If we want NbS to improve the living conditions of our towns and cities, especially under changing climate, we need to remember three key issues.
First, our municipalities, city corporations, and development partners should ensure that NbS is an integral part of urban development strategies. Urban planning can play a crucial role to support the implementation of NbS and can synergise the existing and new benefits an NbS expects to bring in. It can also help to address prevailing conflicts over resources and ensure that social equity is properly attended to with an increase in urban slums. For effective and sustainable impact, local institutions and communities also should be appropriately and sufficiently involved in designing, implementing, and monitoring an NbS activity in our towns.
Bangladesh has a long experience of engaging local communities and institutions in natural resource management, climate change adaptation, and ecosystem-based adaptation following participatory approaches. Therefore, we can indeed adopt and implement NbS effectively and efficiently in the urban context.

--*--

• Work instructions:
- a) In the passage on NbS in urban development, how many key issues does it say we need to remember?
- b) Please rewrite the stretch of the NbS passage from "Bangladesh has a" through "the urban context.", replacing "urban context" with "city setting".

• Given information:
--*--

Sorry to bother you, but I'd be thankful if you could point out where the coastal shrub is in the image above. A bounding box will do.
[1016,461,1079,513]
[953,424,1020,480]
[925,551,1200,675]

--*--

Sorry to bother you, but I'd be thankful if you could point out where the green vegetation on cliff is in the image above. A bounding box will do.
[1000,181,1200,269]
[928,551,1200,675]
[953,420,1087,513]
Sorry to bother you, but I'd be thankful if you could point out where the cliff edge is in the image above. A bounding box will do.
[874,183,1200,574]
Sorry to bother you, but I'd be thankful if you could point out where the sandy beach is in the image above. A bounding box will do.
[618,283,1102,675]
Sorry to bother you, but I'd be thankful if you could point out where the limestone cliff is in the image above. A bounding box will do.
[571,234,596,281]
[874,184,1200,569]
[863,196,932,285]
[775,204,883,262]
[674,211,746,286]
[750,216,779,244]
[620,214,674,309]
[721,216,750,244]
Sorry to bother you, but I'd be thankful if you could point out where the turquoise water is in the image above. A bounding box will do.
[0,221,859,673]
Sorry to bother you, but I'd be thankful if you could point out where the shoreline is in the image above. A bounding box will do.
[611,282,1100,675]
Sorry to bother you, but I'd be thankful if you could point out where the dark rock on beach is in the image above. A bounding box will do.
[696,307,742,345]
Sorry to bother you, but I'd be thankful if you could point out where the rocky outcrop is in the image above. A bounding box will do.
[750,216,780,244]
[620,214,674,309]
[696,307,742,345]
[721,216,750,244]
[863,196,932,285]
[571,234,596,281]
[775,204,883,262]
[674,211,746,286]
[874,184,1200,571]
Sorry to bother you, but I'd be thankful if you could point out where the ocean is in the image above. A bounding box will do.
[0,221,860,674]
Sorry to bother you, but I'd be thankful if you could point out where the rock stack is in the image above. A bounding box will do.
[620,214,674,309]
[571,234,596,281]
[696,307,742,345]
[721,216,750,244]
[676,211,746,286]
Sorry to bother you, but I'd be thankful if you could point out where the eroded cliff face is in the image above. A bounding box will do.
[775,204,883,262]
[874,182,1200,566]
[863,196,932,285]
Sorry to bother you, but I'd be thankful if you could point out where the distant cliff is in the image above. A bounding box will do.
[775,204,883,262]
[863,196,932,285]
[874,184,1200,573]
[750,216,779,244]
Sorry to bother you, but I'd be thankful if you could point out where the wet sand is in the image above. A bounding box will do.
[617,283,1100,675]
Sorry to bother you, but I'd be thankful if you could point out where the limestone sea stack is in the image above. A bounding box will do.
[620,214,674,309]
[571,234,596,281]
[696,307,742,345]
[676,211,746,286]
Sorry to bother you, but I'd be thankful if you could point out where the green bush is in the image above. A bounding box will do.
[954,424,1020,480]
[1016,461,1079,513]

--*--

• Answers to the exercises:
- a) Three key issues.

- b)
Bangladesh has a long experience of engaging local communities and institutions in natural resource management, climate change adaptation, and ecosystem-based adaptation following participatory approaches. Therefore, we can indeed adopt and implement NbS effectively and efficiently in the city setting.